What is needed. Can you transcribe every entry word for word, skipping the images?

Supplied material.
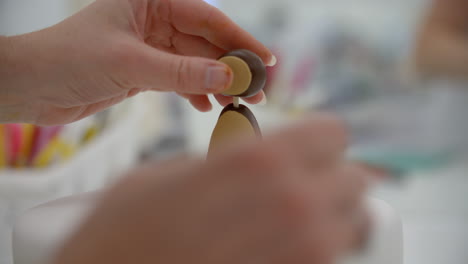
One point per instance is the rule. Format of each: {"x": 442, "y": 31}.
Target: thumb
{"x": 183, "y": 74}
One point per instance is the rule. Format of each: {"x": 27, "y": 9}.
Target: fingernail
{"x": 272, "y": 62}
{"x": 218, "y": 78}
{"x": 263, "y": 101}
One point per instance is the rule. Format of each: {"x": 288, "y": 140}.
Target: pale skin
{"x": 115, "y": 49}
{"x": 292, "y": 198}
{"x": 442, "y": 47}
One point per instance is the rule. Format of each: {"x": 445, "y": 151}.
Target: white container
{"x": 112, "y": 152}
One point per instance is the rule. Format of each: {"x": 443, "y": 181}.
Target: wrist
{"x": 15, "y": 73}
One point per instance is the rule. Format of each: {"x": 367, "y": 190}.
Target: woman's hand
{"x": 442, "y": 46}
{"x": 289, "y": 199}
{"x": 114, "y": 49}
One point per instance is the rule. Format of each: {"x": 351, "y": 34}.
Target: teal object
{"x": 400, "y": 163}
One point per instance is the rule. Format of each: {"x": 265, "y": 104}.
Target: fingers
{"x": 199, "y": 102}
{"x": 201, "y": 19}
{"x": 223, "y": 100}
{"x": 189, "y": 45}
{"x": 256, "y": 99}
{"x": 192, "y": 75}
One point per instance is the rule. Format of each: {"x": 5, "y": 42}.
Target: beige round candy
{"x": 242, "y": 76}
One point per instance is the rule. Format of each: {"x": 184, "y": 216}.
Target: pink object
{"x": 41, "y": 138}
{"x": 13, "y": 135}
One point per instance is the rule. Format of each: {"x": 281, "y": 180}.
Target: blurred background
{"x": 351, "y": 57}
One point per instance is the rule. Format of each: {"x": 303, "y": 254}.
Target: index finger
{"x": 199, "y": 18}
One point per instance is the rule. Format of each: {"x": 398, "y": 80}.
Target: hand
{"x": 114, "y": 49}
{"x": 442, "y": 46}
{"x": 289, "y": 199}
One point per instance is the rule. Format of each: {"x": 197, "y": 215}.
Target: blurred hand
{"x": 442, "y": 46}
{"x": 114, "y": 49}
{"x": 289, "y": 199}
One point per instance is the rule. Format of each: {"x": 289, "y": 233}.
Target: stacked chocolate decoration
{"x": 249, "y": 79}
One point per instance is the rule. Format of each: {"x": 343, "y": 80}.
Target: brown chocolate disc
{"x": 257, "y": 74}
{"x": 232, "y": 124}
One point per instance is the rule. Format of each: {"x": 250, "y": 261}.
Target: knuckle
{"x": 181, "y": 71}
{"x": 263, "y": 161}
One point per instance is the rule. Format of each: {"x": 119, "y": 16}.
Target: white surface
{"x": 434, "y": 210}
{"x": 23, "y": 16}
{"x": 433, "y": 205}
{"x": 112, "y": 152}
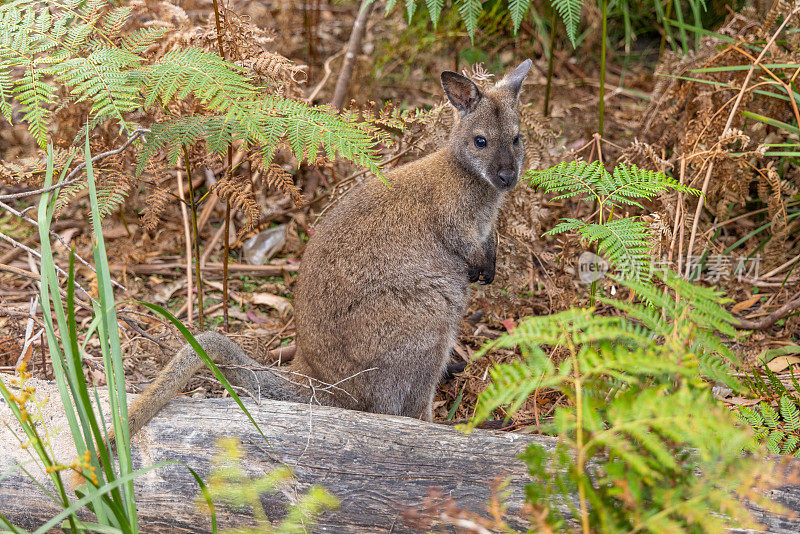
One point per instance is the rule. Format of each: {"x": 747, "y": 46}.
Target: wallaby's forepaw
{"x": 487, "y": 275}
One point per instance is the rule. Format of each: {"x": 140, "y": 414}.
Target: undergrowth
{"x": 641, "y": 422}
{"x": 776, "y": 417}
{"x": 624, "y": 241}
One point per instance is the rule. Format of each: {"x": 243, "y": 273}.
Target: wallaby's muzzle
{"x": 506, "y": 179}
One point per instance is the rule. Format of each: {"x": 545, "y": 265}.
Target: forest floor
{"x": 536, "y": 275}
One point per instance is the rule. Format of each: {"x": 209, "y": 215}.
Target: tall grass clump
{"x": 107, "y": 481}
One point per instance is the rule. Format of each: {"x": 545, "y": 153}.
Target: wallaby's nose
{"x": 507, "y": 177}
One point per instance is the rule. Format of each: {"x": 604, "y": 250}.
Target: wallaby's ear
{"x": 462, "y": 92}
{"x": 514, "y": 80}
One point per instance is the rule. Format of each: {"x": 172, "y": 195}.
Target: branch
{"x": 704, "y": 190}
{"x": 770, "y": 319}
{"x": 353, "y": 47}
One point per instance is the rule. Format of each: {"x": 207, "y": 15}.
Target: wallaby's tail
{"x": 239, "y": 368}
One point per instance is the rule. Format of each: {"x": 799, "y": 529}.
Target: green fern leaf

Written answer.
One point per instance is the rule. Format of each: {"x": 442, "y": 31}.
Target: thumb
{"x": 183, "y": 74}
One point per instance is the rule. Format of each: {"x": 27, "y": 9}.
Target: fingernail
{"x": 272, "y": 62}
{"x": 218, "y": 78}
{"x": 263, "y": 101}
One point per instance is the rule. Format of each: {"x": 288, "y": 140}.
Target: pale skin
{"x": 115, "y": 49}
{"x": 292, "y": 198}
{"x": 442, "y": 47}
One point per instance is the rule. Format of each: {"x": 445, "y": 151}.
Target: white container
{"x": 112, "y": 152}
One point per instance is the rule. Format of each: {"x": 443, "y": 181}.
Target: wrist
{"x": 15, "y": 73}
One point per instance is the rule. Format of each: {"x": 367, "y": 190}.
Target: woman's hand
{"x": 442, "y": 46}
{"x": 289, "y": 199}
{"x": 114, "y": 49}
One point per instance is the rule. Format of each: {"x": 351, "y": 34}.
Target: teal object
{"x": 400, "y": 163}
One point per instance is the rule. Format of each: {"x": 265, "y": 104}.
Target: fingers
{"x": 199, "y": 102}
{"x": 201, "y": 19}
{"x": 223, "y": 100}
{"x": 189, "y": 45}
{"x": 256, "y": 99}
{"x": 192, "y": 75}
One point per instance is the rule. Format of each: {"x": 5, "y": 42}.
Target: beige round candy
{"x": 242, "y": 76}
One point per instance is the rule. Format of each: {"x": 184, "y": 216}.
Target: pink object
{"x": 41, "y": 138}
{"x": 13, "y": 135}
One point per instance is the rule. Format of each: {"x": 281, "y": 180}.
Target: blurred background
{"x": 351, "y": 57}
One point per instance is the rule. Format of each: {"x": 303, "y": 254}.
Target: index finger
{"x": 199, "y": 18}
One point per instance is the rule. Format of each: {"x": 398, "y": 80}.
Target: hand
{"x": 114, "y": 49}
{"x": 442, "y": 46}
{"x": 289, "y": 199}
One point per instance is the rule. Format of each: {"x": 197, "y": 215}.
Target: blurred hand
{"x": 442, "y": 46}
{"x": 114, "y": 49}
{"x": 289, "y": 199}
One point per instance is the rule. Format of each: {"x": 289, "y": 233}.
Target: stacked chocolate decoration
{"x": 249, "y": 79}
One point per instance is the rule. Format of each: {"x": 343, "y": 80}.
Target: brown chocolate disc
{"x": 257, "y": 74}
{"x": 232, "y": 124}
One point per instance is the rule. Format of each: {"x": 250, "y": 261}.
Target: knuckle
{"x": 181, "y": 71}
{"x": 263, "y": 161}
One point per instance is the rule. Format of each: {"x": 119, "y": 16}.
Target: white surface
{"x": 434, "y": 210}
{"x": 23, "y": 16}
{"x": 433, "y": 205}
{"x": 112, "y": 152}
One point per instance is the rule. Format of each: {"x": 747, "y": 46}.
Target: wallaby's forepaw
{"x": 487, "y": 275}
One point per instance is the rule. Format of each: {"x": 140, "y": 414}.
Target: undergrowth
{"x": 641, "y": 422}
{"x": 776, "y": 417}
{"x": 624, "y": 241}
One point per instance is the rule. Format of each: {"x": 243, "y": 273}.
Target: wallaby's muzzle
{"x": 506, "y": 179}
One point per instance is the rule. Format of each: {"x": 545, "y": 265}.
Target: forest floor
{"x": 536, "y": 275}
One point per instance is the rule. Format of each: {"x": 209, "y": 215}.
Target: tall grass clump
{"x": 107, "y": 481}
One point per instance is the rule. Format of each: {"x": 545, "y": 153}.
Target: wallaby's nose
{"x": 507, "y": 177}
One point per instance is the rule. Format of each: {"x": 604, "y": 250}.
Target: wallaby's ear
{"x": 462, "y": 92}
{"x": 514, "y": 80}
One point per instance is the rule. Format of each: {"x": 172, "y": 195}.
Target: branch
{"x": 704, "y": 190}
{"x": 770, "y": 319}
{"x": 353, "y": 47}
One point per instance is the rule. Format of each: {"x": 207, "y": 15}.
Target: wallaby's tail
{"x": 239, "y": 368}
One point per instance is the rule. Format of each: {"x": 799, "y": 529}.
Target: green fern leaf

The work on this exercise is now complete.